Repeat the records in full. No pictures belong in the copy.

━━━━━ Material for this task ━━━━━

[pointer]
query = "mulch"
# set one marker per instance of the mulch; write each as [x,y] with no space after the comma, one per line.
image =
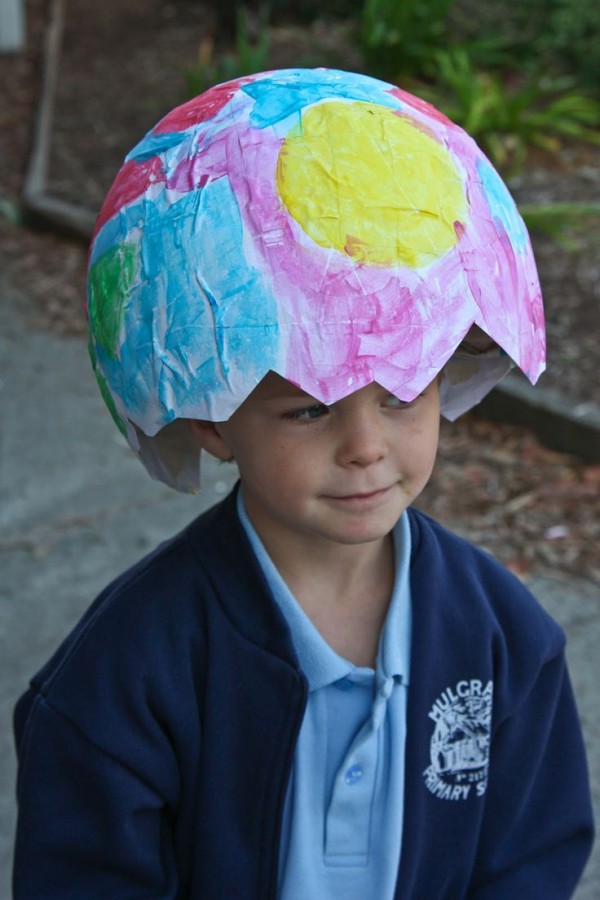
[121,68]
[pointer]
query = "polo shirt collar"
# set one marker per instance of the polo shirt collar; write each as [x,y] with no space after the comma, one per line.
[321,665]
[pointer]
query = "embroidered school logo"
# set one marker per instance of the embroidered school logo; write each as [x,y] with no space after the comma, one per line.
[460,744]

━━━━━

§ Exercise result
[pointer]
query = "mulch"
# set one marker per instance of the mulch; write each as [x,y] with no space after the comma, one per line.
image =
[121,68]
[pointer]
query = "polo shirt collar"
# set one marker per instance of the polo shirt collar; write each as [x,y] with no space after the comma, one per line.
[321,665]
[pointer]
query = "embroidered school logo"
# set one marker per instance of the embroidered school logo; write each as [x,y] with no space after the comma, one per line.
[460,744]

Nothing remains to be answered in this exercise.